#### Problem description:
Retype the records between the line holding "Query string: gray background" and the line holding "[371,192,383,219]", inclusive, keeping each line identical to the original.
>> START Input data
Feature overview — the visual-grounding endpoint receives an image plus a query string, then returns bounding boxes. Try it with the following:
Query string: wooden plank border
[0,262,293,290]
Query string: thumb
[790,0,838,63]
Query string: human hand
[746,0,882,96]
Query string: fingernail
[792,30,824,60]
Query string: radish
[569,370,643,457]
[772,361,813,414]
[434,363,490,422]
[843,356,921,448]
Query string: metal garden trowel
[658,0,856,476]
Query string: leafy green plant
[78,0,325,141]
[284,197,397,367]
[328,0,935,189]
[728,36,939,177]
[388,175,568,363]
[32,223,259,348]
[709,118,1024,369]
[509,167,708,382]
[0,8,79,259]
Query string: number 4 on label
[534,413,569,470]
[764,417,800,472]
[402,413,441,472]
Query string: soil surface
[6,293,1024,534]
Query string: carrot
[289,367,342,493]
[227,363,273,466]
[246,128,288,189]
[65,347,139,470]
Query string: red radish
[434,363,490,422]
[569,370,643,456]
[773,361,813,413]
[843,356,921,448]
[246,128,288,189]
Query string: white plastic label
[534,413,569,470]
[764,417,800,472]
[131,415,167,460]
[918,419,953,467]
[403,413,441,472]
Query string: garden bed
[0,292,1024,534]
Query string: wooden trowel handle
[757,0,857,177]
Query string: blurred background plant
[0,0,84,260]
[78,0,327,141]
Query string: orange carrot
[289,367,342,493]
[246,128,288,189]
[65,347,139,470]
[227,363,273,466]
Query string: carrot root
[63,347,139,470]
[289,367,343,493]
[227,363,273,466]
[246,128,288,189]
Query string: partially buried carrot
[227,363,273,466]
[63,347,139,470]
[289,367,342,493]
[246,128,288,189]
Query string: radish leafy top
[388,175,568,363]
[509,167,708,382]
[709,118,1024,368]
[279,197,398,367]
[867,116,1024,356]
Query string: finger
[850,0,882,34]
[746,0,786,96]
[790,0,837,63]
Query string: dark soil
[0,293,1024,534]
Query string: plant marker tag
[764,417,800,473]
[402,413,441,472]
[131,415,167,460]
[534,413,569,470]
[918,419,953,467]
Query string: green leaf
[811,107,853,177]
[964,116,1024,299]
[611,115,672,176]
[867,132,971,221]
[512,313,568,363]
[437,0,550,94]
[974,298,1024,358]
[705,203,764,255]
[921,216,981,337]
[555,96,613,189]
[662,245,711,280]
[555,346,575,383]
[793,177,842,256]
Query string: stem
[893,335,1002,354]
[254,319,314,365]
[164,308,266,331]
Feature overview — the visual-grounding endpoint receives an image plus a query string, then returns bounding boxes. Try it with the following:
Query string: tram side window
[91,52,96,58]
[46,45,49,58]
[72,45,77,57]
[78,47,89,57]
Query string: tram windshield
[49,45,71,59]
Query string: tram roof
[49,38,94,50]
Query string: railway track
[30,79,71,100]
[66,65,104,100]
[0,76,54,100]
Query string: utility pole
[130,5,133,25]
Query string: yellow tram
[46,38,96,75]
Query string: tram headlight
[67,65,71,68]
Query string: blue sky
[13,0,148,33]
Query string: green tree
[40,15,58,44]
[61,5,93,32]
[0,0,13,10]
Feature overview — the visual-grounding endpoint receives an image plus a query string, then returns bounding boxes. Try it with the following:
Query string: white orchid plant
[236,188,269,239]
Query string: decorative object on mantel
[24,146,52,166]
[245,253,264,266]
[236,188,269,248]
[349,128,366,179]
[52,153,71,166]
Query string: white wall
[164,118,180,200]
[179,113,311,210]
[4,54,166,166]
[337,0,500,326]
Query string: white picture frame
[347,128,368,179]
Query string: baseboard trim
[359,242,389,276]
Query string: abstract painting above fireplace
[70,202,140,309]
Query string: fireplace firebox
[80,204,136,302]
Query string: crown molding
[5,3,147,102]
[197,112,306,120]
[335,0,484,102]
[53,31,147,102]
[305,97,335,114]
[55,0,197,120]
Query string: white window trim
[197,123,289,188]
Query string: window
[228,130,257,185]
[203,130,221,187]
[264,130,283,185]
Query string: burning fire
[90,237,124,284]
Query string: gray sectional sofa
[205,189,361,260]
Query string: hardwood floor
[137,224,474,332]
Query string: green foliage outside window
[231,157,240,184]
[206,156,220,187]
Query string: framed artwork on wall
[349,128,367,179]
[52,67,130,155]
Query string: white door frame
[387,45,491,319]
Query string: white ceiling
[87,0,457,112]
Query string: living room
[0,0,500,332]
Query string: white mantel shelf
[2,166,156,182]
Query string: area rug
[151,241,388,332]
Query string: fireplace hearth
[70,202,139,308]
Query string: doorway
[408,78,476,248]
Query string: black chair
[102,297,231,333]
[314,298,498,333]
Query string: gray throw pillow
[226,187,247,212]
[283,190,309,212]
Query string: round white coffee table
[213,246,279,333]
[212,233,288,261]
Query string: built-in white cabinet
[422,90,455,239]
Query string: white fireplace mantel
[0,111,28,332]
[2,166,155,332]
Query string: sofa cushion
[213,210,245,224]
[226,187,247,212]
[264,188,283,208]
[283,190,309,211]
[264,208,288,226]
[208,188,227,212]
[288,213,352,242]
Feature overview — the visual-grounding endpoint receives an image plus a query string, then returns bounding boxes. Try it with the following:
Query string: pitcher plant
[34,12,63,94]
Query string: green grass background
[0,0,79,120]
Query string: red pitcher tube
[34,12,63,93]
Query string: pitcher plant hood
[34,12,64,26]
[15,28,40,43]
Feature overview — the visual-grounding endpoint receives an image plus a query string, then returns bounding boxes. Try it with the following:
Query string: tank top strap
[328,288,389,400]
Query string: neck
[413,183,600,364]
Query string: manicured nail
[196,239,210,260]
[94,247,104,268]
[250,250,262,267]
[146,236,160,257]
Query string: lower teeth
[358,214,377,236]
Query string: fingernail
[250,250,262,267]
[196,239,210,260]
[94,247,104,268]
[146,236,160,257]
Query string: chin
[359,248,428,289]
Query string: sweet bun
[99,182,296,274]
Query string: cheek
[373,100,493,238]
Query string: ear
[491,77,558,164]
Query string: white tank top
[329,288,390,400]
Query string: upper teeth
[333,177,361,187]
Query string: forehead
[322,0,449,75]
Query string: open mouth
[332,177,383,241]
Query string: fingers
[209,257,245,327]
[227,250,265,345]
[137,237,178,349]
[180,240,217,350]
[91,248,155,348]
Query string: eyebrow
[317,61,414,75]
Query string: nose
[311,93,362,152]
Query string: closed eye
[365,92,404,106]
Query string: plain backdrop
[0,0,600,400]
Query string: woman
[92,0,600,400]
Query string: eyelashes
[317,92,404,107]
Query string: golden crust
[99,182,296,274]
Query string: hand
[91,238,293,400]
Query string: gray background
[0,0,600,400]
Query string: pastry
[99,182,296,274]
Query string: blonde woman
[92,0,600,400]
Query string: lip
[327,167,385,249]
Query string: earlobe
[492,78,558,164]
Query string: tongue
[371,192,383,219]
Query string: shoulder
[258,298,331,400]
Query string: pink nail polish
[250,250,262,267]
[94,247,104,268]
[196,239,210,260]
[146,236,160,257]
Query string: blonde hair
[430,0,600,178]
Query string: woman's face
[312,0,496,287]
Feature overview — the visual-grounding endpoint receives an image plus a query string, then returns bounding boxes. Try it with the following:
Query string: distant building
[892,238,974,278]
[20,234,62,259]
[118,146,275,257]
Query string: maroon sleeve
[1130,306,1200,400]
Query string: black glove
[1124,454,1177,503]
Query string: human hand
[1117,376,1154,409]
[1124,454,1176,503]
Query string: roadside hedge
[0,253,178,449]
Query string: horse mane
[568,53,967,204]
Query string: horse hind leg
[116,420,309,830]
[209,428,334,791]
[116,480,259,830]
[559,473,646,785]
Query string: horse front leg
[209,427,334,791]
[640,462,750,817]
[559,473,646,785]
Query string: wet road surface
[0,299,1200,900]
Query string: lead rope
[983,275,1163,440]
>> END Input data
#### Result of the task:
Query string: gray background
[0,0,600,400]
Query string: pastry
[99,182,296,274]
Query string: blonde woman
[92,0,600,400]
Query string: lip
[327,167,385,249]
Query string: earlobe
[492,78,558,164]
Query string: tongue
[371,192,383,219]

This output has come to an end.